--- THE INPUT ---

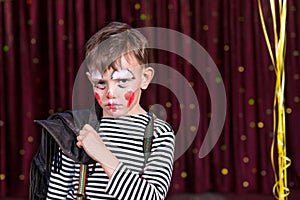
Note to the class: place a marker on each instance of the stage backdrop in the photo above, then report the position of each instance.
(42, 48)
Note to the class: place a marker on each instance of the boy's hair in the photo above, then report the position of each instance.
(105, 48)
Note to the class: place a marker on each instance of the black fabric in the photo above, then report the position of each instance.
(59, 133)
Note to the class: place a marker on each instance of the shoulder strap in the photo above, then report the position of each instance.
(148, 137)
(82, 181)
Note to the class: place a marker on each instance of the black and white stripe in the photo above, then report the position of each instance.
(124, 137)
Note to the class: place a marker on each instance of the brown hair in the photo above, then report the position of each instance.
(116, 39)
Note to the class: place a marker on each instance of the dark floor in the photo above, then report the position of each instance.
(295, 195)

---

EXERCISE DESCRIPTION: Rewrite all of the material above, swapping "photo" for "image" everywhere it occurs and changing nothing else. Leave the pictures out of your answer.

REPLY TO THE EXERCISE:
Note to the class: place a marker on each instance of the stage backdrop in the image above, then report the position of each instance.
(42, 48)
Note to the class: place a marker on each instance of the boy's hair in the image above, then report the position of each instance.
(105, 48)
Note to the class: place a marker on each instance of the black fabric in the image above, then report the position of each instance.
(59, 133)
Note to the class: place a marker on each instance of the shoulder strap in the image above, then report the position of each instance.
(148, 137)
(82, 181)
Note to the class: place a marker on each instance of the black and white stripe in the image above, then report the position of each instance.
(124, 137)
Note to the class: place a marker on each instance of the brown hair in the image above, then report the position of each instance.
(116, 39)
Note to the class: place a marker on each instance of the dark floor in the image above, then report the position of each instance.
(295, 195)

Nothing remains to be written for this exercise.